─── SUPPLIED RECORDS
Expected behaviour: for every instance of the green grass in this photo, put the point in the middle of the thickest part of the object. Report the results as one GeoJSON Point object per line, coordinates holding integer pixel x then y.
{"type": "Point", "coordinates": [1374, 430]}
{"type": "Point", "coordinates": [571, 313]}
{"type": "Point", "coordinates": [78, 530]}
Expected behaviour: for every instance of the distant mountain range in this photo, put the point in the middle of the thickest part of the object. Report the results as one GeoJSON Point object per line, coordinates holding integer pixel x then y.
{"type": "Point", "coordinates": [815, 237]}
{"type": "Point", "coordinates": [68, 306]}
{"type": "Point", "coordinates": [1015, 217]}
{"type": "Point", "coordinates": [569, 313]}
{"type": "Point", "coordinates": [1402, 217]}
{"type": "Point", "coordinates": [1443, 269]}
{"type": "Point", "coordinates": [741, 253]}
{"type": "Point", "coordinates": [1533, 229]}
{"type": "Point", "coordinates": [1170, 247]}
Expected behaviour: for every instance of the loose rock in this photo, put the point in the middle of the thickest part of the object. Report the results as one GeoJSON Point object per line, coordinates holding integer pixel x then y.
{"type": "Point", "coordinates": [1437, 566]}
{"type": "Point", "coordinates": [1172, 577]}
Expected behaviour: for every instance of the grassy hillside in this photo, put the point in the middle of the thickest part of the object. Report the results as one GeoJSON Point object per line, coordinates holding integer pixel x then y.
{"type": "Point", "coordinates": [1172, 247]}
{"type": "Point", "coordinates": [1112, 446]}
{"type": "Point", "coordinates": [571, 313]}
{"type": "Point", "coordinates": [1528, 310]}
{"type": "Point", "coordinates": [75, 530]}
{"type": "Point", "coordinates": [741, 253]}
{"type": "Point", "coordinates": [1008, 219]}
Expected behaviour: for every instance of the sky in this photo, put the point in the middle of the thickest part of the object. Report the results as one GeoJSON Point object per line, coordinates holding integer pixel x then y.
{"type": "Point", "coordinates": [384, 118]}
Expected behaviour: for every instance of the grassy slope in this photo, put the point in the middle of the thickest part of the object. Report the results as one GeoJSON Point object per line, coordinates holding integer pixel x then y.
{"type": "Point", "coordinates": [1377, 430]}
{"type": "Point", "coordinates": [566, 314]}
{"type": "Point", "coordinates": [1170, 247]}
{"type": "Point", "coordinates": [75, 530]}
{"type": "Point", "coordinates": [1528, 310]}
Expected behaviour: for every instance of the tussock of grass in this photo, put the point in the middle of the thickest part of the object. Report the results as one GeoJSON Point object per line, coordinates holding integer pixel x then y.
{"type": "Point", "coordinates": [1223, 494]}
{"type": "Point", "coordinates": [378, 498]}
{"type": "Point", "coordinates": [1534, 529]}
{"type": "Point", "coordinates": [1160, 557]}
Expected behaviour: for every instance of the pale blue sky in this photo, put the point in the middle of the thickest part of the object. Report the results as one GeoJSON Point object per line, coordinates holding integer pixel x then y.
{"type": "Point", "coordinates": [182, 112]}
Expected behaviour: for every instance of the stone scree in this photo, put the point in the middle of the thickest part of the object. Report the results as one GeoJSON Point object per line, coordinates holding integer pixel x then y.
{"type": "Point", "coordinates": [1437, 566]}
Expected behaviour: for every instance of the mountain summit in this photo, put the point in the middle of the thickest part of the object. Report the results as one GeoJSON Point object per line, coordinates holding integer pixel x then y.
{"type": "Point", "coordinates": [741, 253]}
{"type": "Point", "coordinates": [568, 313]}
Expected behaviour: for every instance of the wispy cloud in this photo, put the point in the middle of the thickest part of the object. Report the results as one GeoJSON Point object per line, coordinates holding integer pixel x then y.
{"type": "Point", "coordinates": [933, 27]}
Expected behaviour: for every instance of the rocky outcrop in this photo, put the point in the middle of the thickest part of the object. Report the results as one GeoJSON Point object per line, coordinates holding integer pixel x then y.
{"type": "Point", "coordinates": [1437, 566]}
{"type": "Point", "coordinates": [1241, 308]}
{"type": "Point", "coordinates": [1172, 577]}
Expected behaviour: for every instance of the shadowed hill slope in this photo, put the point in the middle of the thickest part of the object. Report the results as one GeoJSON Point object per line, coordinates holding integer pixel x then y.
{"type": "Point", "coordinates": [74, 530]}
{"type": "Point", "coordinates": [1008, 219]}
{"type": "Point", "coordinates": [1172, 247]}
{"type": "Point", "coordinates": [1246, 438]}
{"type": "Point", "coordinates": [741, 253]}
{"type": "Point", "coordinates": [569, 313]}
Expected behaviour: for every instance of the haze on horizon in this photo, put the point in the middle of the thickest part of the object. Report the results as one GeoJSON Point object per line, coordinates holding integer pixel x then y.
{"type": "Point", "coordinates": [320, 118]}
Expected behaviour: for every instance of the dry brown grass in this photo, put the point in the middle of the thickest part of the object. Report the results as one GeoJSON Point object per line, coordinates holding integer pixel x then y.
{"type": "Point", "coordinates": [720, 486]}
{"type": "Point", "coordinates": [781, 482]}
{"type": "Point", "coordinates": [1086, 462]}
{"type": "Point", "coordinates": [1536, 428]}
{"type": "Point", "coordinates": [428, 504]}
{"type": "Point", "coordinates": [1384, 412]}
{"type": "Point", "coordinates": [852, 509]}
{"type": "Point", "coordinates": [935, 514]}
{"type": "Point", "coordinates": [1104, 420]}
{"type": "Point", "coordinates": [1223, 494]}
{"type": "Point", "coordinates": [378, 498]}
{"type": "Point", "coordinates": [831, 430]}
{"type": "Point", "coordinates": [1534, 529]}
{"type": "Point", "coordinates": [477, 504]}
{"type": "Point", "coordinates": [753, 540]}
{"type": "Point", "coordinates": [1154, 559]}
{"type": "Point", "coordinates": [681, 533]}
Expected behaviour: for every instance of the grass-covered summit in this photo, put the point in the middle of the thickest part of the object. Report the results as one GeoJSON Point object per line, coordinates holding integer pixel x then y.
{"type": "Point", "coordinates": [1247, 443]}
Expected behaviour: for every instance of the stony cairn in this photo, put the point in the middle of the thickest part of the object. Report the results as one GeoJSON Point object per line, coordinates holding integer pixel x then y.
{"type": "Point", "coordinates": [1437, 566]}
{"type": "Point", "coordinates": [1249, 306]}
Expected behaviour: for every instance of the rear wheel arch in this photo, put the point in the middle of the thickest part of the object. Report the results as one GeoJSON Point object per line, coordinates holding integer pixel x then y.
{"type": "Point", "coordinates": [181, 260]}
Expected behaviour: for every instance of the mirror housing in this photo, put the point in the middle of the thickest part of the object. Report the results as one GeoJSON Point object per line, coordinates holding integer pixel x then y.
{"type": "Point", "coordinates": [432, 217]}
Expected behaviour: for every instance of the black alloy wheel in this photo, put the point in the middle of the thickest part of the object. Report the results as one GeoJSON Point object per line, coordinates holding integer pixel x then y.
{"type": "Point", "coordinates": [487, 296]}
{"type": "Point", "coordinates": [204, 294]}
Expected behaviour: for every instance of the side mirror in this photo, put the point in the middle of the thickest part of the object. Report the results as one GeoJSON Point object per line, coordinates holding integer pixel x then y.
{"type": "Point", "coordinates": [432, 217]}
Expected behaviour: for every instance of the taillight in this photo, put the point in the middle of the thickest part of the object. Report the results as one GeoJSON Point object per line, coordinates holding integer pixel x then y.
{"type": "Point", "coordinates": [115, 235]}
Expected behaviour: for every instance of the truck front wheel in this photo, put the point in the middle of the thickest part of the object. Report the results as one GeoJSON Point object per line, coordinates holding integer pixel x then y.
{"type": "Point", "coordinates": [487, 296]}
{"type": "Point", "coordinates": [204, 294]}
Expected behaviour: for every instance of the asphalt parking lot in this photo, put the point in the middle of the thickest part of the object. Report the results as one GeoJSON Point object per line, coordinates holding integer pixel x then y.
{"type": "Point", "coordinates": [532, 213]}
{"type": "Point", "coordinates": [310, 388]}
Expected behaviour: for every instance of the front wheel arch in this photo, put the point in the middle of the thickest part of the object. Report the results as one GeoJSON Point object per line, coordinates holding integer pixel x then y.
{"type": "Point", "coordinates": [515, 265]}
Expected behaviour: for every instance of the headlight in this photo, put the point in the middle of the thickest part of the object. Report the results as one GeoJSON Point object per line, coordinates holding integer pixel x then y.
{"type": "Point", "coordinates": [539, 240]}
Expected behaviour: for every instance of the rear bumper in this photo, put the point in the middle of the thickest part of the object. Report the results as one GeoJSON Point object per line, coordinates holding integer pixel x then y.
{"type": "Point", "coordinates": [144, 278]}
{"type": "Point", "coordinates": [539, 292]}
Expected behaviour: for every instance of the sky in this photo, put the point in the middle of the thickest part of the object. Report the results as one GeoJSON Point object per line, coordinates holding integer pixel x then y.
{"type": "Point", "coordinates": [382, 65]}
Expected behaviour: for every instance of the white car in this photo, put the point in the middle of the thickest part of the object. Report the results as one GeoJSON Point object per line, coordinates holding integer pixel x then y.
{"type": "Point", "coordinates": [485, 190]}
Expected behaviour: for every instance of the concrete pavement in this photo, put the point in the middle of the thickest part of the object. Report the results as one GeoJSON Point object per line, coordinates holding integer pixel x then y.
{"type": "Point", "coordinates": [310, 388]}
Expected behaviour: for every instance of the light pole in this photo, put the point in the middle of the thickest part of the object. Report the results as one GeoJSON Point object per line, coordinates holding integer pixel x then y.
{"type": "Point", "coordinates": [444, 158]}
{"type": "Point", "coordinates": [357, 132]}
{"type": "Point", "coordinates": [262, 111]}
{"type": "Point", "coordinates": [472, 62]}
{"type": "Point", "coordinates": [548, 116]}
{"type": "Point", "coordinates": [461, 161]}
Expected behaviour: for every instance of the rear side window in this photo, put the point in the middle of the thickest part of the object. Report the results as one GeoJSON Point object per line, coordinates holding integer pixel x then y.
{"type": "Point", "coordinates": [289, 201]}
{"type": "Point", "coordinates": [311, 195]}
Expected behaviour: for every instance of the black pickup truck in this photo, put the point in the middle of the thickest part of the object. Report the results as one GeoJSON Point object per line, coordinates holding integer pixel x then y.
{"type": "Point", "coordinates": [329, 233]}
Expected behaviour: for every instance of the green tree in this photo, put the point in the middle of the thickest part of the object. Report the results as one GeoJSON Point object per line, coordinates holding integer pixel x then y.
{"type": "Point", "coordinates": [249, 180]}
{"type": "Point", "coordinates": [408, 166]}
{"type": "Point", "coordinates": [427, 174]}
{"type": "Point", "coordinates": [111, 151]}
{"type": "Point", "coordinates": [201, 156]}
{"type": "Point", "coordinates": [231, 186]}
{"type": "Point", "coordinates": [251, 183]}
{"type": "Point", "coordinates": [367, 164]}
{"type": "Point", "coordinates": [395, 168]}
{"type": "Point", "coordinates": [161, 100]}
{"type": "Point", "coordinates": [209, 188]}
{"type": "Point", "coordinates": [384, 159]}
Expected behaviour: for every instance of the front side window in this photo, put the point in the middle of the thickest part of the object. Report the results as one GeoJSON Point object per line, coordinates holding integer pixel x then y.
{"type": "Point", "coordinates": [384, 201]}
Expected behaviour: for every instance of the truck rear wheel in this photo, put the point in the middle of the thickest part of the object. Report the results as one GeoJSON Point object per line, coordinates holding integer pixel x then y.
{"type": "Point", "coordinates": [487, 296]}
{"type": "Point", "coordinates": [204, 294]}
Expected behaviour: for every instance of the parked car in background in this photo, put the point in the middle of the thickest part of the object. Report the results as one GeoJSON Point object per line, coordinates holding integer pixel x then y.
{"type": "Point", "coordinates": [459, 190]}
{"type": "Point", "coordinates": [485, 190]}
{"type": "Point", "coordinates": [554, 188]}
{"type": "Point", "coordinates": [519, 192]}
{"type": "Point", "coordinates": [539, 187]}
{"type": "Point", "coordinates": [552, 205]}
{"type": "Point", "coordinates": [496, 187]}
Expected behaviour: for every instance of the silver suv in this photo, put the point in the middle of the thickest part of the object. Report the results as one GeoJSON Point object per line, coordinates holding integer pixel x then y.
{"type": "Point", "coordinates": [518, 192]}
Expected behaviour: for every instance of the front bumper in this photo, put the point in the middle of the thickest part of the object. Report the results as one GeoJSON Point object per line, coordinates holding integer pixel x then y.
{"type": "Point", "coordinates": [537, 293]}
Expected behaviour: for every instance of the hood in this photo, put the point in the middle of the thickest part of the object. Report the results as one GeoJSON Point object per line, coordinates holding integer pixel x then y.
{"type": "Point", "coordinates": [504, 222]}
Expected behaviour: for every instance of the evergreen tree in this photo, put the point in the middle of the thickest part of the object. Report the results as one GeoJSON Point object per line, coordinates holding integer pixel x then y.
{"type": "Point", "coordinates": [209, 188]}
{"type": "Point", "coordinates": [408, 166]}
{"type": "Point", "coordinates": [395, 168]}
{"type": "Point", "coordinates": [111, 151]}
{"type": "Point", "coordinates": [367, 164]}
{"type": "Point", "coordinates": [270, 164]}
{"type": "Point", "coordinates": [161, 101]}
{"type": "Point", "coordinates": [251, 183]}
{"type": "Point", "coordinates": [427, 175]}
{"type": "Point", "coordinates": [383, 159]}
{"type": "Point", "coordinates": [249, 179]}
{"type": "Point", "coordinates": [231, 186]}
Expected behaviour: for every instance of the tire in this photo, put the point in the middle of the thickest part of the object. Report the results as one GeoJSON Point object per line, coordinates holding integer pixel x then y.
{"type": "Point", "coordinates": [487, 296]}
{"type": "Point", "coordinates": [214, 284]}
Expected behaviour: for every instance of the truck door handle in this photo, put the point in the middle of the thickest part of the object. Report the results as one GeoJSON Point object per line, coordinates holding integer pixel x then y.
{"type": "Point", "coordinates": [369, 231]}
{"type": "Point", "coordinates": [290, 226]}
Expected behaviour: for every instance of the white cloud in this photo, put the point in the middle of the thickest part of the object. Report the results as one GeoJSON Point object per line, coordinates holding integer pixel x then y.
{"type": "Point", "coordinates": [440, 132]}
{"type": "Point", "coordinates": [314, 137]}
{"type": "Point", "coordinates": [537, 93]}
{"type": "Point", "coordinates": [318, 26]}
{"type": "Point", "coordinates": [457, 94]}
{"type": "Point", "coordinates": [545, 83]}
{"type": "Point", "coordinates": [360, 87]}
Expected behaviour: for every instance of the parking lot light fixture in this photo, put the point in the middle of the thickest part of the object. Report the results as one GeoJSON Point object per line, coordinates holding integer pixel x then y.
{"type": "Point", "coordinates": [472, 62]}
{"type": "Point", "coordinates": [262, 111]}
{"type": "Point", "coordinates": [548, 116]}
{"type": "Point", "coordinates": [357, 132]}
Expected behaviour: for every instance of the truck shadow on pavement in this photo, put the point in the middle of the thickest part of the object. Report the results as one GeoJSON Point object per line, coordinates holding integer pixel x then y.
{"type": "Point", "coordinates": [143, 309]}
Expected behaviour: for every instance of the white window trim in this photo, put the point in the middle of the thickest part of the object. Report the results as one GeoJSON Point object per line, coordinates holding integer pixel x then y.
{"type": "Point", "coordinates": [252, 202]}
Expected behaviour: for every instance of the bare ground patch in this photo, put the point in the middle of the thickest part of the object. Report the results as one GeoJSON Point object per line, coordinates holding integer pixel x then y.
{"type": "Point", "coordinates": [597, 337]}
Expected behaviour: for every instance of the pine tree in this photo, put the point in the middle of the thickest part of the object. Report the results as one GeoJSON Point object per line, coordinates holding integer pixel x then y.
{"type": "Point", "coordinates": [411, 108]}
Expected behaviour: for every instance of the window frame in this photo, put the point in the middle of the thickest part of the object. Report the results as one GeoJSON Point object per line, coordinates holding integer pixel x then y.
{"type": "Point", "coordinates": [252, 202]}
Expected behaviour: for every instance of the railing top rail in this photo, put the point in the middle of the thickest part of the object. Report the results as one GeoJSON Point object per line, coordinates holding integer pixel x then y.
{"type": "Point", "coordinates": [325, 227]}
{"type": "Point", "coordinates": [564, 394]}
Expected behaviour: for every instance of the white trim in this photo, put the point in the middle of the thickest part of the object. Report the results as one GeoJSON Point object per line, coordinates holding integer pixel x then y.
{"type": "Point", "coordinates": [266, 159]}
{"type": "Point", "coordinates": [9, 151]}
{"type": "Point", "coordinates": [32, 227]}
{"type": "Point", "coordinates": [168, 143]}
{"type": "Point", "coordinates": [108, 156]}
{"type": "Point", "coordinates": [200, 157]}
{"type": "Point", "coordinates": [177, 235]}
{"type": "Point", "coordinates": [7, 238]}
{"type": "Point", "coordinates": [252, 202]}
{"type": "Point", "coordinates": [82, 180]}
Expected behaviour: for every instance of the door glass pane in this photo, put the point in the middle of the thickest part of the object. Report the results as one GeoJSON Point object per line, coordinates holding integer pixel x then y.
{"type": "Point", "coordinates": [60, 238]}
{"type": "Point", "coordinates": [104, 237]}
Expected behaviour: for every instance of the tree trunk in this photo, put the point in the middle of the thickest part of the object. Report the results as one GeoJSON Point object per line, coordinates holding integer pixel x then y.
──────
What you give back should be the lines from the one with "Expected behaviour: for every instance of the white trim" to the end of the data, copied exactly, both ends included.

## EXERCISE OUTPUT
Expected behaviour: for every instance of the white trim in this photo, put the point in the middle of the thickest part of the object. Report the results as one GeoJSON Point object per line, coordinates holding integer pixel x then y.
{"type": "Point", "coordinates": [266, 159]}
{"type": "Point", "coordinates": [9, 151]}
{"type": "Point", "coordinates": [32, 227]}
{"type": "Point", "coordinates": [168, 143]}
{"type": "Point", "coordinates": [108, 156]}
{"type": "Point", "coordinates": [200, 157]}
{"type": "Point", "coordinates": [177, 235]}
{"type": "Point", "coordinates": [7, 238]}
{"type": "Point", "coordinates": [252, 202]}
{"type": "Point", "coordinates": [82, 180]}
Expected behaviour: for every instance of the door glass pane in this photo, put the point in the middle of the thickest part of the object. Report the results as one GeoJSON Point object per line, coordinates holding integer pixel x then y.
{"type": "Point", "coordinates": [60, 238]}
{"type": "Point", "coordinates": [104, 237]}
Expected behaviour: for every instance of the tree trunk in this photo, put the point in the middle of the thickest part of the object. Report the results as one GeoJSON Point object per line, coordinates holding integer pixel x then y.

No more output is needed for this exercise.